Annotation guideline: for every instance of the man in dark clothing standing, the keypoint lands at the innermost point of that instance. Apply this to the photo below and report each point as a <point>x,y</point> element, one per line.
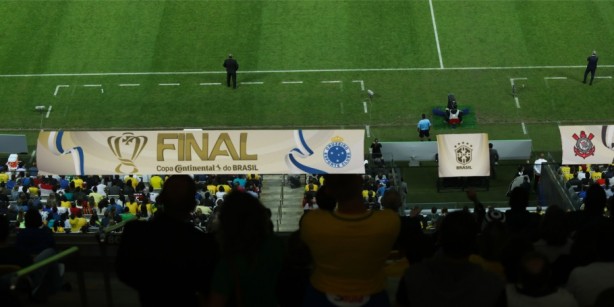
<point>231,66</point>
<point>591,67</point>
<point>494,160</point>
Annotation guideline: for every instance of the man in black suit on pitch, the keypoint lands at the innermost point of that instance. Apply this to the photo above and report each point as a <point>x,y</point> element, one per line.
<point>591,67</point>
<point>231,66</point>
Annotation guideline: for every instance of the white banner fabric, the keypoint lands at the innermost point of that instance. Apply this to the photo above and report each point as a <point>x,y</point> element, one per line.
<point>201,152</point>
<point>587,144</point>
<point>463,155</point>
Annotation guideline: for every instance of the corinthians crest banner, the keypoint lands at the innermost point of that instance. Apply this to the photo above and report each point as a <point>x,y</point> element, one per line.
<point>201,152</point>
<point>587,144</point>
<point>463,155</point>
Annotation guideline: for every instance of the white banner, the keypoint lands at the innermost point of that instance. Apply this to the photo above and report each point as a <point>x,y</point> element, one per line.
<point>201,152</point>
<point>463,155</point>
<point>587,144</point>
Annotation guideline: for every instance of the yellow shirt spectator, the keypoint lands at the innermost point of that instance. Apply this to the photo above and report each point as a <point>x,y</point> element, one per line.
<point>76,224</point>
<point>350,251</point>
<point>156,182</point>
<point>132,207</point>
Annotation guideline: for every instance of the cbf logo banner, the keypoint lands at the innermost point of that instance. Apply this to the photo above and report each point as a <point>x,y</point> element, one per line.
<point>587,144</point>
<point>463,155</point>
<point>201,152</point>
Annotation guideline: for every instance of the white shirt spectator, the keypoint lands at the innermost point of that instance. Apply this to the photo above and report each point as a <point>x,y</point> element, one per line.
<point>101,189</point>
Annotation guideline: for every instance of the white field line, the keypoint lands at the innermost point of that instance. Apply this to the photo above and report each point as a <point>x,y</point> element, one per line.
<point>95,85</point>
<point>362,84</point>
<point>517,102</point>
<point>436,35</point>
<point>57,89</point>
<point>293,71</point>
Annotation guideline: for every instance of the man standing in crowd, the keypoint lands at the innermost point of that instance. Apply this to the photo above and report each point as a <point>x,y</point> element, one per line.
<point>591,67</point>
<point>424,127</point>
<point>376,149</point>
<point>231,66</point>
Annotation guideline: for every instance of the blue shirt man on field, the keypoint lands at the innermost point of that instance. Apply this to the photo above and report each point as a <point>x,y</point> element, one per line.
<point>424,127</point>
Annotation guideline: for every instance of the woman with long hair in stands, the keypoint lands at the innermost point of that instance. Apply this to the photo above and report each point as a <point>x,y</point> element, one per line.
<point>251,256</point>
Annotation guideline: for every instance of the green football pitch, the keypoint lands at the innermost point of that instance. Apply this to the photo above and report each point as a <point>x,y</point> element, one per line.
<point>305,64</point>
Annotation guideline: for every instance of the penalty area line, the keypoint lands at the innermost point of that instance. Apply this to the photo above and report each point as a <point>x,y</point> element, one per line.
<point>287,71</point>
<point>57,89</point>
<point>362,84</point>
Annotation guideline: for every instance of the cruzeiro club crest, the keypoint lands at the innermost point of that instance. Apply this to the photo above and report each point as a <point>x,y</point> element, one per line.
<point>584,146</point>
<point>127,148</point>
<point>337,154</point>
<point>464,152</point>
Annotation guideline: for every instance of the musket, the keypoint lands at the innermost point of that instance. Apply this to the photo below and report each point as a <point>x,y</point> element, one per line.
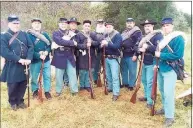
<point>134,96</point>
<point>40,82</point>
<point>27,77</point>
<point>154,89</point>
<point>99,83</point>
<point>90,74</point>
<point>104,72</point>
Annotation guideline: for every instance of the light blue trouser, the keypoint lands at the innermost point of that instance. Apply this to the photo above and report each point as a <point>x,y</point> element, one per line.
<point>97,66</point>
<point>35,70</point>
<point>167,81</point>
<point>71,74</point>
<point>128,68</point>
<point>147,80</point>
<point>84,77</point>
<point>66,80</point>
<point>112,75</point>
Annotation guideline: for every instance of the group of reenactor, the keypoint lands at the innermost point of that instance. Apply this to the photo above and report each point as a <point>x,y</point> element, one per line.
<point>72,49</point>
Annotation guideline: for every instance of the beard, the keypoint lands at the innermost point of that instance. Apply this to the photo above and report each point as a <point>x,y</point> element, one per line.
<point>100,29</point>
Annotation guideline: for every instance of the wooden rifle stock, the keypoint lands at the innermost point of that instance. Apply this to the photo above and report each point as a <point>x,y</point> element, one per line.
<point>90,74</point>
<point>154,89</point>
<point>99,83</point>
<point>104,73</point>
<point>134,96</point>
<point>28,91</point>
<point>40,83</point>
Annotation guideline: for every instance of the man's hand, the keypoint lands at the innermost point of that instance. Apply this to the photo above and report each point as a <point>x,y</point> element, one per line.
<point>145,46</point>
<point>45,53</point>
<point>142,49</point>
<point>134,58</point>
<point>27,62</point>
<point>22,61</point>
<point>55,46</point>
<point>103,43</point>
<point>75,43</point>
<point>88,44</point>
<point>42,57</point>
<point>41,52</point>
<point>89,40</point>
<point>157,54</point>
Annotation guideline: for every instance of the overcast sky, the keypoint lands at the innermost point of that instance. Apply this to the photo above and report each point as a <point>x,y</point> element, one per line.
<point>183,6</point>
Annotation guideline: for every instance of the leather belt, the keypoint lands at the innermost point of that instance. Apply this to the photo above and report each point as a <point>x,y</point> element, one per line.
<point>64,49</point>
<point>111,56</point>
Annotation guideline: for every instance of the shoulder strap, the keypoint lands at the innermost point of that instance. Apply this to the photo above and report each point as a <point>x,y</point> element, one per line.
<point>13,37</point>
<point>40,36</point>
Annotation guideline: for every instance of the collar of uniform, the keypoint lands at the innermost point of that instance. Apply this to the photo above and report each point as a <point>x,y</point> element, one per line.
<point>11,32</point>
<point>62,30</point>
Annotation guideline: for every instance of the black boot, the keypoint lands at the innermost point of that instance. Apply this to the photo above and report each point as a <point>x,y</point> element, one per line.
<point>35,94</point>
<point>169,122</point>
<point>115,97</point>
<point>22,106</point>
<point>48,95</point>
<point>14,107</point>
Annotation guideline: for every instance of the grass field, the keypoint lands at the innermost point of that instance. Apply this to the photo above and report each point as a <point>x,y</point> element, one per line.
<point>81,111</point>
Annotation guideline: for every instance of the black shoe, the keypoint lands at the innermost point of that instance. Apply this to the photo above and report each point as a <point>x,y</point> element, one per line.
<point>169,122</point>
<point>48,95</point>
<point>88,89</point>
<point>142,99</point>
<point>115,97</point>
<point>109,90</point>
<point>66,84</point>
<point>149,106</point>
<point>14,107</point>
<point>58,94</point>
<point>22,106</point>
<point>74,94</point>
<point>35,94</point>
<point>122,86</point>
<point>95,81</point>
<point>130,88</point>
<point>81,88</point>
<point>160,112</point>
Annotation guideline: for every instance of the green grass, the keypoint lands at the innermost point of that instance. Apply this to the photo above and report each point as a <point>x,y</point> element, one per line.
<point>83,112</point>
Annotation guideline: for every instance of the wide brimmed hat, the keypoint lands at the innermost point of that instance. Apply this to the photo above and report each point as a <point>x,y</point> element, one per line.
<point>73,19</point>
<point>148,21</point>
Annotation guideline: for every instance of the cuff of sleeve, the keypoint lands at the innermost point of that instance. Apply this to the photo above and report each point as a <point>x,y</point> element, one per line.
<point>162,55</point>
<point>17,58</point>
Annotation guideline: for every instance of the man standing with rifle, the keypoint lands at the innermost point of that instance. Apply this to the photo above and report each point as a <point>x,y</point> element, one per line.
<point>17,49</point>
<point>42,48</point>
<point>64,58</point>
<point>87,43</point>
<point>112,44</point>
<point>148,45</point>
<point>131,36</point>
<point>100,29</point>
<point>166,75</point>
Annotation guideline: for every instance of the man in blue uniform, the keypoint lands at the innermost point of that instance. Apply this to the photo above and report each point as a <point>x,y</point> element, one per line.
########################################
Exercise description:
Render everything from the start of the records down to the line containing "<point>494,160</point>" as a two-column CSV headed text and answer. Give one row per text with its answer, put each value in a single quoted field with line breaks turned into spaces, and leave the pictures out.

Complete output:
text,answer
"Annotation guideline: for every instance of the man in dark clothing standing, the keypoint lands at the innermost point of that instance. Apply this to the photo below and report each point as a <point>x,y</point> element, one per line.","<point>231,66</point> <point>591,67</point> <point>494,160</point>"